DOI: 10.1039/C6CE01842D DOI Help

Authors: Alexis S. Munn (Department of Chemistry, University of Warwick) , Franck Millange (Département de Chimie, Université de Versailles-St-Quentin-en-Yvelines, Université Paris-Saclay) , Michel Frigoli (Institut Lavoisier Versailles, UMR CNRS 8180, Université de Versailles St-Quentin-en-Yvelines, Université Paris-Saclay) , Nathalie Guillou (Institut Lavoisier Versailles, UMR CNRS 8180, Université de Versailles St-Quentin-en-Yvelines, Université Paris-Saclay) , Clément Falaise (Université de Lille) , Victoria Stevenson (Université de Lille) , Christophe Volkringer (Université de Lille; Institut Universitaire de France) , Thierry Loiseau (Université de Lille) , Giannantonio Cibin (Diamond Light Source) , Richard I. Walton (Department of Chemistry, University of Warwick)
Co-authored by industrial partner: No

Type: Journal Paper
Journal: Crystengcomm , VOL 18 , PAGES 8108 - 8114

State: Published (Approved)

════════

Problems to work on:
A – Collect every line of the rows that contains the string "picnic". Treat uppercase and lowercase as different.
B – Carry on the publication record from the point where it stops.

Pointing rows:
════════

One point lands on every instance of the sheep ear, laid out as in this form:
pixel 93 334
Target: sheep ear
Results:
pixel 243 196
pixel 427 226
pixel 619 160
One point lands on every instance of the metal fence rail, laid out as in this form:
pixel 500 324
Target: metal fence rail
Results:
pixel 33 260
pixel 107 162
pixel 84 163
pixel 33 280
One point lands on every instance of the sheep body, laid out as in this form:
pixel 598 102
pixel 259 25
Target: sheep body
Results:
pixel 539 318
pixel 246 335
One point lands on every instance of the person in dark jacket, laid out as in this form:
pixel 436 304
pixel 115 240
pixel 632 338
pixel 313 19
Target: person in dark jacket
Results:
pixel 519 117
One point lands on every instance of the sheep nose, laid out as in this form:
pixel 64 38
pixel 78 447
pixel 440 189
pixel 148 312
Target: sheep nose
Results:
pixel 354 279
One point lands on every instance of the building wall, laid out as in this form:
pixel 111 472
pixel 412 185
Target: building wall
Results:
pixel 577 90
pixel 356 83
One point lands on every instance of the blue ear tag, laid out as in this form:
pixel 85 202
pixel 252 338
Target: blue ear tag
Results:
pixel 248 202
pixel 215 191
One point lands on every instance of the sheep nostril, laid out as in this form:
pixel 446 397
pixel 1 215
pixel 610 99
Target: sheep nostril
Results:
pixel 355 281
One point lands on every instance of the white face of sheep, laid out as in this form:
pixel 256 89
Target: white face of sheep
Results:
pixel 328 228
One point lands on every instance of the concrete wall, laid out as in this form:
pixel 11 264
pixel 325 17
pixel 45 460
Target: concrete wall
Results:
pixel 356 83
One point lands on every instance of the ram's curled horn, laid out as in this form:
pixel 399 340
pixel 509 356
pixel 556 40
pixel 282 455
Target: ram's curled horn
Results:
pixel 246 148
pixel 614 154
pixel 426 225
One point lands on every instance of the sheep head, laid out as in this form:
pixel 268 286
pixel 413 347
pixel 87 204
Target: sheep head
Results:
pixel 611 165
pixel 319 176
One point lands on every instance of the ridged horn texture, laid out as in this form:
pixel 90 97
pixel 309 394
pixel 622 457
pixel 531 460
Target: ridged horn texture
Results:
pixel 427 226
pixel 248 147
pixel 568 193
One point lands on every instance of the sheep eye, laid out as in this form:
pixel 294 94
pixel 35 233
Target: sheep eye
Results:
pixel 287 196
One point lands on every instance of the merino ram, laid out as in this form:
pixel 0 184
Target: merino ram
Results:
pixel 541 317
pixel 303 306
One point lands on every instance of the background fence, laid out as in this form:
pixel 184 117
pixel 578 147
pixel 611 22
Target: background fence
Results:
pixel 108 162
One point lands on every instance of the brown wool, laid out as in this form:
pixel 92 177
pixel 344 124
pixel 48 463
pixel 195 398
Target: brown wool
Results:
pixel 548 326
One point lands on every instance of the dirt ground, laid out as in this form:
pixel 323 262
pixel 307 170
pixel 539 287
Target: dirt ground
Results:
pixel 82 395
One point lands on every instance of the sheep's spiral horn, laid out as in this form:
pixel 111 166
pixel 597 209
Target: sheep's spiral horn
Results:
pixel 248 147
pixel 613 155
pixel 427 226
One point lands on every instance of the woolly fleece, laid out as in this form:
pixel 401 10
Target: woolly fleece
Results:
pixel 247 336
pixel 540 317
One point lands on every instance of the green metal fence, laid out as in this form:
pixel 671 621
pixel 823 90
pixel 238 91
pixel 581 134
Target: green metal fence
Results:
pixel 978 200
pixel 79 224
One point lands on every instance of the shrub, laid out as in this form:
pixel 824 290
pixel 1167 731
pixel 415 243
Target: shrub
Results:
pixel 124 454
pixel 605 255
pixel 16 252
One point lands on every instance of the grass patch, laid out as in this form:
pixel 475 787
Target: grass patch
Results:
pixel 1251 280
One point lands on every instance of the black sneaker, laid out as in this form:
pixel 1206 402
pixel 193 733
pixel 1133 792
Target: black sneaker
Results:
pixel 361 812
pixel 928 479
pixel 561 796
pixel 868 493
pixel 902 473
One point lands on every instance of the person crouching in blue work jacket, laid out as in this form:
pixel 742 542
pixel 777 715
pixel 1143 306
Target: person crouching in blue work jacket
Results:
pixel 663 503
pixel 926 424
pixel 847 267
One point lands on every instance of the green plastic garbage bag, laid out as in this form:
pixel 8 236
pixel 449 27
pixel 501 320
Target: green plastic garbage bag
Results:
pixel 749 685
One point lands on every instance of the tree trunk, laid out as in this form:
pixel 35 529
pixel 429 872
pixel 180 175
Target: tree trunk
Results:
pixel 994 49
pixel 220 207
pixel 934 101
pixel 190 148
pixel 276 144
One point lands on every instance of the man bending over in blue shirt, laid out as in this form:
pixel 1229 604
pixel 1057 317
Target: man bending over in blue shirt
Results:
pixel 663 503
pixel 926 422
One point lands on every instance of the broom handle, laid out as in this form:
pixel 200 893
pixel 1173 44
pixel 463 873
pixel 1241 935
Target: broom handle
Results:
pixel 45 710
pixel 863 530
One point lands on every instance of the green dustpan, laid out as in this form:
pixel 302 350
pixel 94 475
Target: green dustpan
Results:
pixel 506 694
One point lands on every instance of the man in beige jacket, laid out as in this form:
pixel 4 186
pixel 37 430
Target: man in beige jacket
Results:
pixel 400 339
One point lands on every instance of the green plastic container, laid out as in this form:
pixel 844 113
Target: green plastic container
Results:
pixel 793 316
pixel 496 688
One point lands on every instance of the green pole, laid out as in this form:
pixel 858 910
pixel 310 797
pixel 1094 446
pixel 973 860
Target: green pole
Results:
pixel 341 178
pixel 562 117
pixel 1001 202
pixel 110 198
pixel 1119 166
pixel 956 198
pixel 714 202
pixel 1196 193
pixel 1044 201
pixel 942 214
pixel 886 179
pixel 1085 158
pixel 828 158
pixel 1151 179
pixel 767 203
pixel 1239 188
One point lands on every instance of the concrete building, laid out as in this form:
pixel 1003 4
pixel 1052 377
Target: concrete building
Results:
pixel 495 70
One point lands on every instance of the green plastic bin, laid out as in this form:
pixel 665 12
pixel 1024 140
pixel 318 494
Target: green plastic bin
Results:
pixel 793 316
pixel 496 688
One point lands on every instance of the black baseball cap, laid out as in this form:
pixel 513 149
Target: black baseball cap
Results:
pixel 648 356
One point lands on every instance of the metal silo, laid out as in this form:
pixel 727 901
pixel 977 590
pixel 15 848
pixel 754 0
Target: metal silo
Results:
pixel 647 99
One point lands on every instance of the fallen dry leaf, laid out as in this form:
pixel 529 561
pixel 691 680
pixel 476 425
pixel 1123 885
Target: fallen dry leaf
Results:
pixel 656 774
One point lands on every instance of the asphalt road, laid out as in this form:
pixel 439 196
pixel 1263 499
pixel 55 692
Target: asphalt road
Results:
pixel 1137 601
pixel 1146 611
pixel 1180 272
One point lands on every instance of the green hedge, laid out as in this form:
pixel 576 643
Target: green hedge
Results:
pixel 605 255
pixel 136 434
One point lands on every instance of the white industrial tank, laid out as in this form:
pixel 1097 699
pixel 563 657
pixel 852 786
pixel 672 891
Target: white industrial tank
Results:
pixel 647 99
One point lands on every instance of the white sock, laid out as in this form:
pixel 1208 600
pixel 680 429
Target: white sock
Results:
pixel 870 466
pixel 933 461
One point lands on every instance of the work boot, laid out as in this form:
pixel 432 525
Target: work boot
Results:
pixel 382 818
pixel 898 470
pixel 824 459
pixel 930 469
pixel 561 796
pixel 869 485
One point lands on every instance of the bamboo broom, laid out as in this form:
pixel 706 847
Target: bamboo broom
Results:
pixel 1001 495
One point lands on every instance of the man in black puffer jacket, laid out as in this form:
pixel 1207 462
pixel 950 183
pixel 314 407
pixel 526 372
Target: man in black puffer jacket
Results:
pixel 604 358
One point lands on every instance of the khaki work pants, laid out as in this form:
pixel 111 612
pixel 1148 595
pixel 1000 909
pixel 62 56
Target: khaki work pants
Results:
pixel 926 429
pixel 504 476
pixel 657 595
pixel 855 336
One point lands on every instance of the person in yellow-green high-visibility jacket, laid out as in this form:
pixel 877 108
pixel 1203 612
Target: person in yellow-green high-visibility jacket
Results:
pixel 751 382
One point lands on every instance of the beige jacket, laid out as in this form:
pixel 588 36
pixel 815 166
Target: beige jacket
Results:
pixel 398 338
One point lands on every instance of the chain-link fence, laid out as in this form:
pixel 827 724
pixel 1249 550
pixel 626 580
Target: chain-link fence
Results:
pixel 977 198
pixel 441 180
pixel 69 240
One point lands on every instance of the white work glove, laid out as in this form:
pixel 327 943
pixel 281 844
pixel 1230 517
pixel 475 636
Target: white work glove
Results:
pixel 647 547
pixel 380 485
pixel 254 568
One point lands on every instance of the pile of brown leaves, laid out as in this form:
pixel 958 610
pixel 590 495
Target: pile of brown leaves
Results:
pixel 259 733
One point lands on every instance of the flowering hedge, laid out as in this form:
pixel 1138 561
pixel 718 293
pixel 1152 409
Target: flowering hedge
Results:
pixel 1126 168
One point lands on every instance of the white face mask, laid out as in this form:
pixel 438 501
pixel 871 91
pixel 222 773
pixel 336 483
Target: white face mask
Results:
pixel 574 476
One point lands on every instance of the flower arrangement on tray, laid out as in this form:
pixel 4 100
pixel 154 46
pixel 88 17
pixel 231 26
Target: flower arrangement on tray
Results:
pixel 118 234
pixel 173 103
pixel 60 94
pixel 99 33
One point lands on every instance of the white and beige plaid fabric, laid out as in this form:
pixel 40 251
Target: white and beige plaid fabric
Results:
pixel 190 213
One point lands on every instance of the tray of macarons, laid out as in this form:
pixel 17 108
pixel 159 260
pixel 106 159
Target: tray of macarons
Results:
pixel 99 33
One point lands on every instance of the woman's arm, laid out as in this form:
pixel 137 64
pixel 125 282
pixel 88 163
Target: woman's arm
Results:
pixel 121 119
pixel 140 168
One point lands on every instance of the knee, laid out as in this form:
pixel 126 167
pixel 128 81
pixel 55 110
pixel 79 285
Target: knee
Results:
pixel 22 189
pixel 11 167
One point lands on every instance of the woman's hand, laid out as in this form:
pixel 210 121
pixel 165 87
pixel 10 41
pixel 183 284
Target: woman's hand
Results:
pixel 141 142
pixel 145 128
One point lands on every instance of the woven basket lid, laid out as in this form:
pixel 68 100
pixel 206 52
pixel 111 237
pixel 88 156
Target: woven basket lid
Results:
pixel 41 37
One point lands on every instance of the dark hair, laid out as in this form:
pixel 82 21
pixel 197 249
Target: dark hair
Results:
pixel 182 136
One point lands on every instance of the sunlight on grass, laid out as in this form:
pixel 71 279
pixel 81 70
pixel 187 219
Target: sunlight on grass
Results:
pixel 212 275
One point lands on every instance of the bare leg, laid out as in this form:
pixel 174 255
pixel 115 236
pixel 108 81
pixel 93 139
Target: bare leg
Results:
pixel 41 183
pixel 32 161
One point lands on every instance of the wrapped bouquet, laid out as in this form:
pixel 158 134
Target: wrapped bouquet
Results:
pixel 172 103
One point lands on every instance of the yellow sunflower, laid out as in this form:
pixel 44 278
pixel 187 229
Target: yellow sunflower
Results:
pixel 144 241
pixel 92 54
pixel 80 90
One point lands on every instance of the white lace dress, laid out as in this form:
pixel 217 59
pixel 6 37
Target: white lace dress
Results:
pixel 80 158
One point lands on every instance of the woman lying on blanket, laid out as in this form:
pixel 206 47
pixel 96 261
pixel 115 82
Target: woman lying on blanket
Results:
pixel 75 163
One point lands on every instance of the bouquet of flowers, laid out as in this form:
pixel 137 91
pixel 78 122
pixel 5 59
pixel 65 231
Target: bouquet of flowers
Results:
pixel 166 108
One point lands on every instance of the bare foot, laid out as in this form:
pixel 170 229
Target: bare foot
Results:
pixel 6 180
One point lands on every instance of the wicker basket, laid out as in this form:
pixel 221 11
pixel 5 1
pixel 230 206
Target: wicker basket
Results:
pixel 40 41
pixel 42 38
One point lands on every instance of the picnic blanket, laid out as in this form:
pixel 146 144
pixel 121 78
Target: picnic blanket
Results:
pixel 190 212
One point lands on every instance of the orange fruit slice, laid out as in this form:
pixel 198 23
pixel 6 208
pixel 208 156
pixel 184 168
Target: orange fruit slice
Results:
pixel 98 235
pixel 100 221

════════

Results by task:
A –
One point lands on every instance of the picnic blanket, laid out as in this form:
Target: picnic blanket

B –
Published: October 2016
Diamond Proposal Number(s): 14758

Abstract: A thiol-modified version of the porous metal organic framework MIL-53 is synthesised in a single step using the functionalised linker precursor 2,5-dithiol-1,4-benzenedicarboxylic acid and aluminium as the framework metal. Careful washing is needed to remove unreacted and dimerised linker from the material after synthesis, but once performed profile fitting of powder X-ray diffraction shows that thiol-modified MIL-53(Al) presents a closed, narrow-pore, structure with unit cell volume ∼1103 Å3 (space group C2/c). The presence of intact thiol groups is confirmed using sulfur K-edge XANES spectroscopy and IR spectroscopy, while nitrogen BET surface area analysis and krypton and xenon adsorption isotherms reveal the porosity of the material. The thiol-modified solid is capable of iodine adsorption from the vapour phase and from solution and an equilibrium uptake of ∼325 mg per g is reached, which is higher than other reported modified forms of MIL-53. Infrared spectroscopy shows the disappearance of the S–H stretch after iodine adsorption, while sulfur K-edge XANES shows a complex spectrum, consistent with the formation ofsulfenyl iodide but also oxidation of some sulfur to disulfide having occurred. We therefore propose that formation of covalent S–I bonds allows the sequestration of iodine by the porous solid, but that a proportion of the thiol groups are also in close enough proximity for the formation of disulfide links.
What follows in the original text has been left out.